What the task asks: Pull out each line from the items below that contains the word "motorcycle". Treat uppercase and lowercase as different.

Supplied records:
--------

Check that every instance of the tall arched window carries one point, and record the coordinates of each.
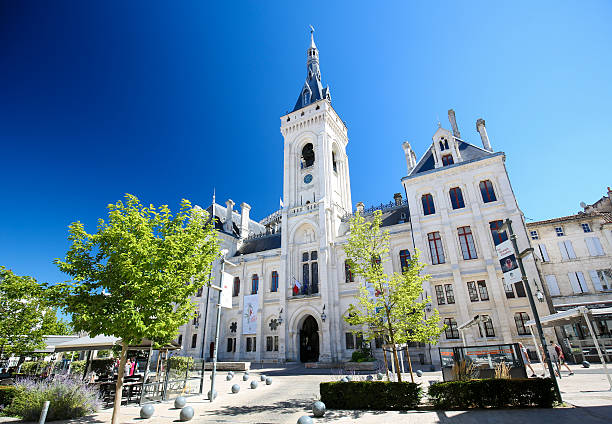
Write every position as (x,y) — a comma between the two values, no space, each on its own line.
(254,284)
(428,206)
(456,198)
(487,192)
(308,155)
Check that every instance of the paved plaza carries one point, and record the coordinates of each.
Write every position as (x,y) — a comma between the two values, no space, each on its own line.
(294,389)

--------

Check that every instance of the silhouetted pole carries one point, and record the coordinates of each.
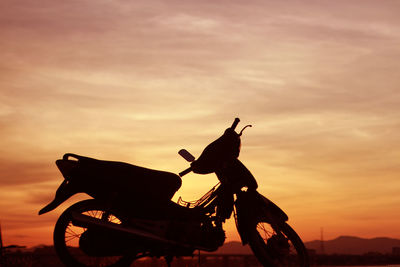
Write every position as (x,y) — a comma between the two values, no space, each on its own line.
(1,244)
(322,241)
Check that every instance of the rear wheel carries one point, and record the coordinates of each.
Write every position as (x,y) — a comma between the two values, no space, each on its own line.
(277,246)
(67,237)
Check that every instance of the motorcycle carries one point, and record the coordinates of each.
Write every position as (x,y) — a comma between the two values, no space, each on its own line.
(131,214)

--------

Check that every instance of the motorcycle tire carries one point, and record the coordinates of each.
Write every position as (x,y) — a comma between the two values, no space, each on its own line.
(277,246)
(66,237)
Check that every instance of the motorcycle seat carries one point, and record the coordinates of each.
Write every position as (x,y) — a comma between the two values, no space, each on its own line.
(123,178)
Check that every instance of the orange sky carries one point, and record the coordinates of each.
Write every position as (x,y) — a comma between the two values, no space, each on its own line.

--------

Final result:
Check that every instance of the motorcycle carries one point, and record the coordinates of each.
Check that every instance of the motorcycle tire carries one point, and record the coordinates of each.
Check that every instance of the motorcycle seat carries one point, and record the coordinates of each.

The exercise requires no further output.